» **Excerpt provided**:
'''
Then one day someone contacted me and asked me to contact her directly by email (yahoo account). She was an email scammer from central Russia - somewhere north of Omsk (Tara?). I knew it was a scam after the 2nd email, but went along communicating out of curiosity. She was a 29 year old doctor and fell in love with me after the 5th email or so.
On the 7th email she said her boss made an improper proposition to her - sleep with him to get a promotion or some such. She was outraged and upset and quit her job, and then feared she would not get another job and would soon run out of money. I told her about the Me Too movement.
A couple of emails later, when I didn't offer her anything other than suggestions of reporting her boss to the police or to the press, she said she found another job at a hospital. And then she lost interest in me.
Anyway, the event caused me to remember A, and I searched to see if there are genuine women in the FSU who are looking for a relationship. After a while I joined a couple of PPC sites (pay per chat), pulled in by all the pretty pictures. I would like to say I did not sign up for the paid membership, but I did join for 1 month on one of them out of curiosity. $29.99 wasted.
'''
» **Supplied information**:
'''
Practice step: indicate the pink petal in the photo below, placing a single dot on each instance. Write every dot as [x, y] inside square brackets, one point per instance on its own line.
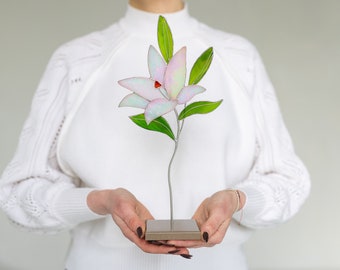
[157, 65]
[188, 93]
[143, 87]
[175, 73]
[157, 108]
[135, 101]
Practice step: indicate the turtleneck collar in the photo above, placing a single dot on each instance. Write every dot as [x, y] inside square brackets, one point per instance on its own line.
[145, 23]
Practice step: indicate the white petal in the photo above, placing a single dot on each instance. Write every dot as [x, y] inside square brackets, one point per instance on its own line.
[157, 65]
[157, 108]
[143, 87]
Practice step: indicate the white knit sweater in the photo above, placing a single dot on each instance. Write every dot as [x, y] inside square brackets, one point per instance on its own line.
[243, 144]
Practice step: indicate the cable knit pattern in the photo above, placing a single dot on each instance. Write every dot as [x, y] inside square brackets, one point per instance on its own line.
[38, 196]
'''
» **Directions for this task**:
Answer these questions from the account of the email scam:
1. What age and occupation did the woman claim?
2. What did the writer suggest she do about her boss?
3. How much did the one-month paid membership cost?

» **Written reply**:
1. She claimed to be a 29-year-old doctor.
2. The writer suggested reporting her boss to the police or to the press.
3. It cost $29.99.